- Task details -
Return the lines below exactly as they appear, leaving out the pictures.

Rows from a pointing dataset
= = = = = = =
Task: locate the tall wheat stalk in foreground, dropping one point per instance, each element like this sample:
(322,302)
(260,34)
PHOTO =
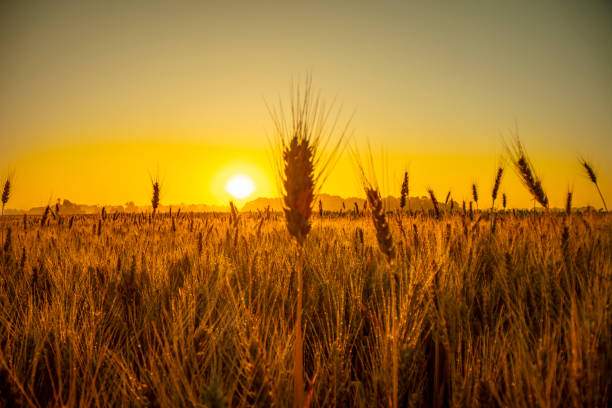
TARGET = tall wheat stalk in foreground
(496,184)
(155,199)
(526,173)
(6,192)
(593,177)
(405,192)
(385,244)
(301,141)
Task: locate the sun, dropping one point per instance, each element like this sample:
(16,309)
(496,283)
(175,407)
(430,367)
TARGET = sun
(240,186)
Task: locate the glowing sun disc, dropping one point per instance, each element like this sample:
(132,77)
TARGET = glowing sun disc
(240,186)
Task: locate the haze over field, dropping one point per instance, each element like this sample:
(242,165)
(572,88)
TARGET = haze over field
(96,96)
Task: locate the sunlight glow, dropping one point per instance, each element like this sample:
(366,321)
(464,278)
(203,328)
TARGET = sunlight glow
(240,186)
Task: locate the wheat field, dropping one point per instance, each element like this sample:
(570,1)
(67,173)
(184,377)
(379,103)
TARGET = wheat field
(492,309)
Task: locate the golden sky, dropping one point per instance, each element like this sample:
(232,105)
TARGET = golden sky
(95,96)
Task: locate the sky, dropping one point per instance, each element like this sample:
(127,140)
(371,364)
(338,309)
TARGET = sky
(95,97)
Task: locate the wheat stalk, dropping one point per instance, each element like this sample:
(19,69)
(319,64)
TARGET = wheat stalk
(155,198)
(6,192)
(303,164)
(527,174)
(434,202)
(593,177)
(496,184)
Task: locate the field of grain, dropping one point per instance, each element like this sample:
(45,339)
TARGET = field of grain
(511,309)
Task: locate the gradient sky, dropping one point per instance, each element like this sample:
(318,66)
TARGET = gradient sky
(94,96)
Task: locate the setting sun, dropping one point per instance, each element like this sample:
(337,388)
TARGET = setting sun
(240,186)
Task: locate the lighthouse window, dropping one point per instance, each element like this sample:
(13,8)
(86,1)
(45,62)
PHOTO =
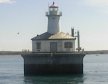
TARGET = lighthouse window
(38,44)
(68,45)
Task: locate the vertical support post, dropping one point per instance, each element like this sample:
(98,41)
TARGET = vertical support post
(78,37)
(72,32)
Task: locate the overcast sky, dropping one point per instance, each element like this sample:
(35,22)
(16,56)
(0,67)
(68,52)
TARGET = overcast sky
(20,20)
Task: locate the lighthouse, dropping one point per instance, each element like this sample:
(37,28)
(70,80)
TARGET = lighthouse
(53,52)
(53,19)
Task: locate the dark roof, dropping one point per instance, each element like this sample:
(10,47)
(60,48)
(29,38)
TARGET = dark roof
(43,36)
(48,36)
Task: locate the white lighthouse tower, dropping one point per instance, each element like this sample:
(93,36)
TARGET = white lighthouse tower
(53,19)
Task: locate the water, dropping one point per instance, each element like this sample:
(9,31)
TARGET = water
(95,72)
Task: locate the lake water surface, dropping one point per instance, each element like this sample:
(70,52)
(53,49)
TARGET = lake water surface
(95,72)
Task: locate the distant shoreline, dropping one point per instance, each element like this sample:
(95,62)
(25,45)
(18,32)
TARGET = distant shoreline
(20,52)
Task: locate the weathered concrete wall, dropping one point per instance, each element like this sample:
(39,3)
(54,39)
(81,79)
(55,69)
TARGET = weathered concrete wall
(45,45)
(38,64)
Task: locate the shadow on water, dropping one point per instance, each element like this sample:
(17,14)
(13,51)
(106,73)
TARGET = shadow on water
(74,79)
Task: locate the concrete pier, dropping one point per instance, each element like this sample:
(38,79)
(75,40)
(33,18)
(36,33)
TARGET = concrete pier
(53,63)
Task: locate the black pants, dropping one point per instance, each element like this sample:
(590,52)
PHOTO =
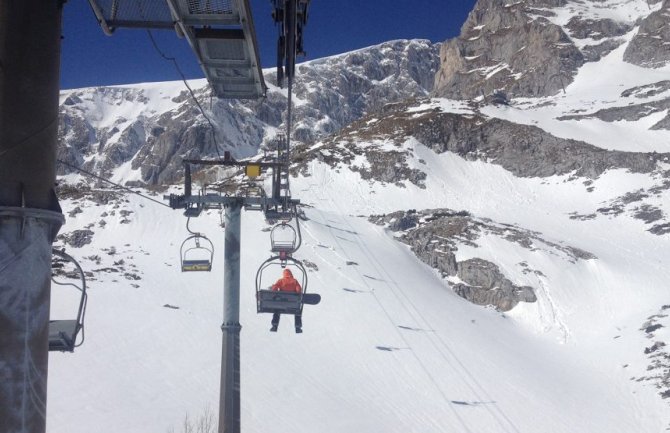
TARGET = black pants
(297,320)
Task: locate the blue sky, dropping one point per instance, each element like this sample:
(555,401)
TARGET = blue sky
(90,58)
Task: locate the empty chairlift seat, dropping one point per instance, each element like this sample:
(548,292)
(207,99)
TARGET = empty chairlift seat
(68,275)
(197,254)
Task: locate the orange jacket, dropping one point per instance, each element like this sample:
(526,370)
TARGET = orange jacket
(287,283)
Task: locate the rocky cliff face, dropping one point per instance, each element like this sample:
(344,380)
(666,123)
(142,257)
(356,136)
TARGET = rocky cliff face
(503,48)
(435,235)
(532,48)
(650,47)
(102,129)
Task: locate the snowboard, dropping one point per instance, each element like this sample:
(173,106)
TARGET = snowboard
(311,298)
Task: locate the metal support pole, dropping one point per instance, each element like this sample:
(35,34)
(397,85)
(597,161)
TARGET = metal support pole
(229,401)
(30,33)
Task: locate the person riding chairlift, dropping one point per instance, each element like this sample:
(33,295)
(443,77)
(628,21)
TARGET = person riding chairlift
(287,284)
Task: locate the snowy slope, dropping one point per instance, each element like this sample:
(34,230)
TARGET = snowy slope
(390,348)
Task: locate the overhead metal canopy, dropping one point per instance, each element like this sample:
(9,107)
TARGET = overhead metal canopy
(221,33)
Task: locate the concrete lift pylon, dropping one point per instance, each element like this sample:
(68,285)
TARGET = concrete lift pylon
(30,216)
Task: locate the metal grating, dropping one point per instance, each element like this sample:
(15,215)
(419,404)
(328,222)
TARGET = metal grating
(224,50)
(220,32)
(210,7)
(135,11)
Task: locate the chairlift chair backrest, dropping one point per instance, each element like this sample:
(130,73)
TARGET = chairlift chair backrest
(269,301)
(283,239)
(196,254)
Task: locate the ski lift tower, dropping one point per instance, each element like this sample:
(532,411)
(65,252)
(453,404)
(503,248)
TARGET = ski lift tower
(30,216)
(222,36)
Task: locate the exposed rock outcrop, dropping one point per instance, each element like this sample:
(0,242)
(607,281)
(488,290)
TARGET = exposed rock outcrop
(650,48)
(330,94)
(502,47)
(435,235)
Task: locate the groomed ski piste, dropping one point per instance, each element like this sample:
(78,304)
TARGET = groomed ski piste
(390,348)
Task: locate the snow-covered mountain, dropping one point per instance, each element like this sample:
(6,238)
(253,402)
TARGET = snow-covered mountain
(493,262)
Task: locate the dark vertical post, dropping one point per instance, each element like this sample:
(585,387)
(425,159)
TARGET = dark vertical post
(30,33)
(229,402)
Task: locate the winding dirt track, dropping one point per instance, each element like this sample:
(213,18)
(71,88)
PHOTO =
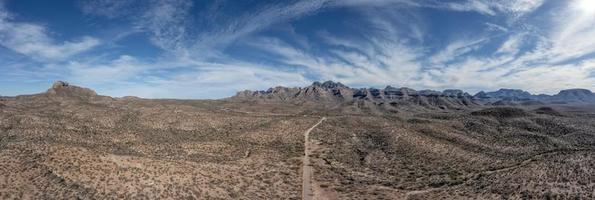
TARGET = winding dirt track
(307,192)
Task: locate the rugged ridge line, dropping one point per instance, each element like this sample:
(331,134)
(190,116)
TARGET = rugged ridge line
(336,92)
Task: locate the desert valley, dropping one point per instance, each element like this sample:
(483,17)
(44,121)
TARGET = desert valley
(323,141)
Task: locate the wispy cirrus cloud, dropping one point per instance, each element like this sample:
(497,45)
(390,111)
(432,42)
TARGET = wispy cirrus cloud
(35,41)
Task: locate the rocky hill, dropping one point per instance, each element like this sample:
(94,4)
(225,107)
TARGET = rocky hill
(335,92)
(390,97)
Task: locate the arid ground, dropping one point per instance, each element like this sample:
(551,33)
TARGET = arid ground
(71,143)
= = = = = = =
- Expected output -
Task: locate the tall wheat stalk in foreground, dropping one point per instance, each element like this sample:
(322,302)
(260,34)
PHOTO =
TARGET = tall wheat stalk in foreground
(496,184)
(155,199)
(526,173)
(6,192)
(593,177)
(405,192)
(385,244)
(301,141)
Task: locate the sun, dropping one point per instance, each element like this sample:
(16,309)
(496,283)
(175,407)
(430,367)
TARGET = sun
(240,186)
Task: locate the glowing sun disc, dropping one point per instance, each element like this sample:
(132,77)
TARGET = glowing sun disc
(240,186)
Task: locate the haze over field, dropping one point per instance, each element like this sample:
(242,165)
(572,88)
TARGET = haze over field
(96,96)
Task: locate the sunlight glow, dropping one point per instance, each element like this sample:
(366,321)
(464,278)
(203,328)
TARGET = sunlight glow
(240,186)
Task: locate the wheat field, dropping one point per instance, each element like this sample:
(570,1)
(67,173)
(184,377)
(379,103)
TARGET = wheat field
(492,309)
Task: locate the golden sky, dropping one point per instance, each element like this sample:
(232,105)
TARGET = golden sky
(95,96)
Task: locate the sky, dropping one point per instance, each element like this sample:
(127,140)
(371,364)
(338,309)
TARGET = sky
(95,97)
Task: locate the wheat stalk, dropping one point per instance, each element like this sample:
(19,69)
(319,64)
TARGET = wheat stalk
(155,198)
(6,192)
(303,164)
(527,174)
(434,202)
(593,177)
(496,184)
Task: locate the field of grain, dropping one point per instance, each element like this sample:
(45,339)
TARGET = field of grain
(511,309)
Task: locate the gradient sky, dropping one point per instance, each element like this sample:
(318,66)
TARGET = gradient sky
(94,96)
Task: locate the setting sun, dropping one point per instance, each element like this sample:
(337,388)
TARGET = setting sun
(240,186)
Task: locate the lighthouse window, dropping one point per instance, each element like this sample:
(13,8)
(86,1)
(45,62)
PHOTO =
TARGET = lighthouse window
(38,44)
(68,45)
Task: locate the vertical support post, dropping one point per instance, each element like this sample:
(98,41)
TARGET = vertical support post
(78,37)
(72,32)
Task: locate the overcast sky, dropping one point per instance, each element like this sample:
(35,22)
(16,56)
(0,67)
(68,52)
TARGET = overcast sky
(20,20)
Task: locate the lighthouse, dropping one point per instance, each element like this sample:
(37,28)
(70,80)
TARGET = lighthouse
(53,52)
(53,19)
Task: locate the dark roof, dropping one point per instance, each element like this sample:
(10,47)
(60,48)
(29,38)
TARGET = dark roof
(43,36)
(48,36)
Task: locate the white lighthouse tower, dropping one point per instance, each element like this sample:
(93,36)
TARGET = white lighthouse tower
(53,19)
Task: locate the water, dropping one point per instance, each element like this sample:
(9,31)
TARGET = water
(95,72)
Task: locate the lake water surface, dropping one point per instance, each element like this sample:
(70,52)
(53,49)
TARGET = lake water surface
(95,72)
Task: locate the distant shoreline, dropping one point per instance, each element like this sample:
(95,62)
(25,45)
(18,32)
TARGET = distant shoreline
(20,52)
Task: locate the weathered concrete wall, dropping one point per instance, each element like this sample:
(39,3)
(54,39)
(81,79)
(55,69)
TARGET = weathered concrete wall
(45,45)
(38,64)
Task: locate the shadow on water, dropping one point per instance, each element like this sample:
(17,14)
(13,51)
(106,73)
TARGET = shadow on water
(74,79)
Task: locate the concrete pier, dropping one point per instance, each element like this sample:
(38,79)
(75,40)
(33,18)
(36,33)
TARGET = concrete pier
(53,63)
Task: locate the black pants, dropping one point per instance, each element like this sample:
(590,52)
PHOTO =
TARGET = black pants
(297,320)
Task: locate the blue sky, dropping one point per instance, each element like this sample:
(555,401)
TARGET = blue sky
(90,58)
Task: locate the empty chairlift seat, dropping one point per instance, each element like this sample:
(548,292)
(207,99)
TARGET = empty chairlift seat
(68,275)
(197,254)
Task: locate the orange jacket, dropping one point per instance, each element like this sample:
(526,370)
TARGET = orange jacket
(287,283)
Task: locate the rocky cliff face, dropping one point per instance, each element like this sample:
(344,380)
(666,123)
(142,257)
(356,136)
TARGET = rocky cliff face
(503,48)
(435,235)
(532,48)
(650,47)
(102,129)
Task: locate the snowboard, dropping one point per instance, each element like this sample:
(173,106)
TARGET = snowboard
(311,298)
Task: locate the metal support pole, dropping one point per instance, each element like this sample:
(35,34)
(397,85)
(597,161)
TARGET = metal support pole
(229,401)
(30,33)
Task: locate the person riding chairlift, dropping one point per instance, each element like this sample:
(33,295)
(443,77)
(628,21)
TARGET = person riding chairlift
(287,284)
Task: locate the snowy slope, dropping one point per instance, each element like this sample:
(34,230)
TARGET = snowy slope
(390,348)
Task: locate the overhead metal canopy, dropping one point per instance, each element like this sample:
(9,107)
TARGET = overhead metal canopy
(221,33)
Task: locate the concrete lift pylon, dropping one point per instance, each element like this sample:
(68,285)
TARGET = concrete lift pylon
(30,216)
Task: locate the metal grating, dropping one point per instance, each element like this sample:
(15,215)
(419,404)
(328,222)
TARGET = metal grating
(224,50)
(220,32)
(210,7)
(135,11)
Task: locate the chairlift chair backrest, dropping one point per instance, each element like this sample:
(130,73)
TARGET = chairlift chair backrest
(269,301)
(283,239)
(196,254)
Task: locate the ski lift tower, dropping one point per instance, each element like this sample:
(532,411)
(65,252)
(453,404)
(503,248)
TARGET = ski lift tower
(30,216)
(222,36)
Task: locate the exposed rock outcrop, dropping one point per instance, each element like this sample:
(0,242)
(607,281)
(488,290)
TARGET = exposed rock outcrop
(650,48)
(330,94)
(502,47)
(435,235)
Task: locate the groomed ski piste, dropping one point per instance, each element like this sample:
(78,304)
TARGET = groomed ski piste
(390,348)
Task: locate the snow-covered mountain, dropping one point per instance, each element like this sample:
(6,238)
(253,402)
TARGET = snow-covered mountain
(493,262)
Task: locate the dark vertical post, dropping one point per instance, each element like this sample:
(585,387)
(425,159)
TARGET = dark vertical post
(30,33)
(229,402)
Task: locate the winding dirt track, dropping one point per instance, each element like this sample:
(213,18)
(71,88)
PHOTO =
TARGET = winding dirt track
(307,192)
Task: locate the rugged ridge line, dropping one point per instance, each element like this sample:
(331,134)
(190,116)
TARGET = rugged ridge line
(336,92)
Task: locate the desert valley, dropping one point per instance, each element like this sample:
(483,17)
(44,121)
TARGET = desert valley
(323,141)
Task: locate the wispy cirrus cloud, dropping one point per instance, each element like this sample:
(497,45)
(390,111)
(432,42)
TARGET = wispy cirrus cloud
(35,41)
Task: locate the rocky hill, dropping one point per instance, each element like this sample:
(94,4)
(225,107)
TARGET = rocky hill
(335,92)
(390,97)
Task: locate the arid ground, dropping one point per instance, each element like this sample:
(551,33)
TARGET = arid ground
(71,143)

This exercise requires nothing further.